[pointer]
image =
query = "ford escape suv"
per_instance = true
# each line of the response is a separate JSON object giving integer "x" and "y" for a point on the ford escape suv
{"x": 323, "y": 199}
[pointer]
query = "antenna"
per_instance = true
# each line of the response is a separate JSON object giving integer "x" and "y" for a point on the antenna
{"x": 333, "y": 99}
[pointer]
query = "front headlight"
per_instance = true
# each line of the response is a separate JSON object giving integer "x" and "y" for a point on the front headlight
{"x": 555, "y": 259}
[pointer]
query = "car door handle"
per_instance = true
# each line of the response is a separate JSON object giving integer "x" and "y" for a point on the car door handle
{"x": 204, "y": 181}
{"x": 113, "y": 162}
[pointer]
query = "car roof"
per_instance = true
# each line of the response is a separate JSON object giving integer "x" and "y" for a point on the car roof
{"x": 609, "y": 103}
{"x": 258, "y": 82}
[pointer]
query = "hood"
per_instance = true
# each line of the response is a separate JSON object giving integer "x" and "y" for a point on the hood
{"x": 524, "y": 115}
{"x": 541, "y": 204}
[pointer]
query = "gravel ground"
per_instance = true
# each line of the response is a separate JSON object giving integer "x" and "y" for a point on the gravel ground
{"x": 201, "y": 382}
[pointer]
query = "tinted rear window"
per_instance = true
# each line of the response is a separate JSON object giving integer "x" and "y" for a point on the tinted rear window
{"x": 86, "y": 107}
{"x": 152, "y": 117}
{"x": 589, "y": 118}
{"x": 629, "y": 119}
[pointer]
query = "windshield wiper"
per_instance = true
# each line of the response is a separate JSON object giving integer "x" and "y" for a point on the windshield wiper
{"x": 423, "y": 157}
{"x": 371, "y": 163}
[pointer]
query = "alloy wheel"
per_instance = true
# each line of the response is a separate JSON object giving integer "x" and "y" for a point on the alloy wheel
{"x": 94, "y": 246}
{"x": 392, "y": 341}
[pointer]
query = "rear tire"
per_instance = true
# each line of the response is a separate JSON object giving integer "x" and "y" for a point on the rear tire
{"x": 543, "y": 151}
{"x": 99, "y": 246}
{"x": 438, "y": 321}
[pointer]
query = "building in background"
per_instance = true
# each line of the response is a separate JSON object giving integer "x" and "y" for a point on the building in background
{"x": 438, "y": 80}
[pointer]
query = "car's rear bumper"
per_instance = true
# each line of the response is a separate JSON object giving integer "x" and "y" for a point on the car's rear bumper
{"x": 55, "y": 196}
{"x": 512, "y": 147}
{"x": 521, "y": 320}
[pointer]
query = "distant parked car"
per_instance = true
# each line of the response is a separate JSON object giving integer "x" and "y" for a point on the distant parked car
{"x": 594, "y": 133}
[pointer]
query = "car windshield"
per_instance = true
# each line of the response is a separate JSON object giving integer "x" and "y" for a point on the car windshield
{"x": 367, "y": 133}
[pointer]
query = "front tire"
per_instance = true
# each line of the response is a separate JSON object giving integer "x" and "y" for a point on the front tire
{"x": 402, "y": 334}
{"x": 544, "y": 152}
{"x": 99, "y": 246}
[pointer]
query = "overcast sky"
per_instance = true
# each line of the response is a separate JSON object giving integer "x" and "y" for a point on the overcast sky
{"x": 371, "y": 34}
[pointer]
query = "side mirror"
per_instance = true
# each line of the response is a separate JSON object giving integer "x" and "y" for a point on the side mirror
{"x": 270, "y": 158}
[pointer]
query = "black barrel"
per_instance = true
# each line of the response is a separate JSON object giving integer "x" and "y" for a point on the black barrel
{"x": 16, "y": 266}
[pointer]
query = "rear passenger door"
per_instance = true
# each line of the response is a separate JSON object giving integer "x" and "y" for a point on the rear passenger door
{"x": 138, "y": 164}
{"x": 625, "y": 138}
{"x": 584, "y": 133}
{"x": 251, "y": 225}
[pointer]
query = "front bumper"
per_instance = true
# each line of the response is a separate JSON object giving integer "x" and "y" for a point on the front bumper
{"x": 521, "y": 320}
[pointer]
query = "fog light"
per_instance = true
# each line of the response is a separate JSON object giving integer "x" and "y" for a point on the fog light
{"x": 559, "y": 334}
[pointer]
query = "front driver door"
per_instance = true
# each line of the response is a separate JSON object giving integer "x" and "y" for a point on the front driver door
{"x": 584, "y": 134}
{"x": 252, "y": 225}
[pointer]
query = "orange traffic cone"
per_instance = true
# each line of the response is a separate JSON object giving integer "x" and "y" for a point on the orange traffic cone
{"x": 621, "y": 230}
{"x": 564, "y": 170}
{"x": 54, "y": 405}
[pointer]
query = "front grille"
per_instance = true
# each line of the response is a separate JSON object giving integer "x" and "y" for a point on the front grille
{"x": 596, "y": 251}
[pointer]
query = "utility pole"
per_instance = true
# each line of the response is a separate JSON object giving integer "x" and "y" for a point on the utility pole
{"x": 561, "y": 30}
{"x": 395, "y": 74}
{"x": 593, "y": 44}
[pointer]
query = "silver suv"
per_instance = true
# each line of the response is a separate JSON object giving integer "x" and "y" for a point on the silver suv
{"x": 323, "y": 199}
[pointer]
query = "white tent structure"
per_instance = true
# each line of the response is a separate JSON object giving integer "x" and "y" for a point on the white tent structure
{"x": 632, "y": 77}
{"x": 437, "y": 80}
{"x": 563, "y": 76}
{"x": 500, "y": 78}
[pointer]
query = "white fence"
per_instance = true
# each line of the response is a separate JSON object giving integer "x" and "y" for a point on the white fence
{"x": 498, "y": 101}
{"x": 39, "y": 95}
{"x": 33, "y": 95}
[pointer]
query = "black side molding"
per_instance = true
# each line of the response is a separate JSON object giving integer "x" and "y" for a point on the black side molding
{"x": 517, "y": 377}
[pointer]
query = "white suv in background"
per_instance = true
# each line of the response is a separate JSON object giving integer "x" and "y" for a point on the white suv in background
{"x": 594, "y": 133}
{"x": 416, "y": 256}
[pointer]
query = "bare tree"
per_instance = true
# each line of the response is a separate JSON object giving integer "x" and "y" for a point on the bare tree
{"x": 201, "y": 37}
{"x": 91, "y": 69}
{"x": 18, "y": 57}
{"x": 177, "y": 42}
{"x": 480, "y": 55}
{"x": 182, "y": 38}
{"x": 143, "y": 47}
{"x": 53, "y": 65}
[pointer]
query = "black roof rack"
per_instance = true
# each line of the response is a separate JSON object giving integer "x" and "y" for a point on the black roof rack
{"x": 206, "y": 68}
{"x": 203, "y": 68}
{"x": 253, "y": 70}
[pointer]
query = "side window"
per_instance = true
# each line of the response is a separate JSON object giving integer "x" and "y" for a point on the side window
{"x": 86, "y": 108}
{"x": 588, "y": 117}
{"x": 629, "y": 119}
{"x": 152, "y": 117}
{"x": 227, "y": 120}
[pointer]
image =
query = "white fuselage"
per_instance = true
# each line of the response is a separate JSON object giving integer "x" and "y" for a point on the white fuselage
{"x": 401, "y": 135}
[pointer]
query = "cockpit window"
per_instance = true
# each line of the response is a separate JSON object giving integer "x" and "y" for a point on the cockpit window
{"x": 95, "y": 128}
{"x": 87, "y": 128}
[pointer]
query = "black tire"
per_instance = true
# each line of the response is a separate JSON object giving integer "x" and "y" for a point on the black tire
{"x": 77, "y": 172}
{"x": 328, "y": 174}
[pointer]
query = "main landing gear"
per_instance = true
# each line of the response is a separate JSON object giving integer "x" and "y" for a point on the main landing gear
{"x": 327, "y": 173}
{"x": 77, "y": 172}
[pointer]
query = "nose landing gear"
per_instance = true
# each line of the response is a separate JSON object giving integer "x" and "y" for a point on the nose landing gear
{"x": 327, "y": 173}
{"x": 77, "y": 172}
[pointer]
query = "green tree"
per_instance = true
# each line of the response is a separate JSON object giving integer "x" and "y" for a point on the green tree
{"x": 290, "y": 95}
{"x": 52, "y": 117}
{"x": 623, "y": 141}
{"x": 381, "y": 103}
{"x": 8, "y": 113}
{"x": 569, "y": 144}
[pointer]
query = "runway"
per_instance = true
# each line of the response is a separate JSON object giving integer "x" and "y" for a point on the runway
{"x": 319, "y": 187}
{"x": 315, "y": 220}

__YOUR TASK__. The reply must consist solely of the lines from the one containing "the nose landing gear" through the last line of the data, reproduced exactly.

__ANSWER SPACE__.
# each line of the response is a separate JSON object giving integer "x" and "y" for a point on the nose landing gear
{"x": 327, "y": 173}
{"x": 77, "y": 172}
[pointer]
query = "green tree"
per_instance = true
# each line of the response is a separate JSON object giving integer "x" and "y" for a point on the green tree
{"x": 290, "y": 95}
{"x": 52, "y": 117}
{"x": 623, "y": 141}
{"x": 381, "y": 103}
{"x": 8, "y": 113}
{"x": 569, "y": 144}
[pointer]
query = "runway"
per_instance = true
# each line of the response is a separate JSON object giving integer "x" and "y" for a point on the runway
{"x": 319, "y": 187}
{"x": 315, "y": 220}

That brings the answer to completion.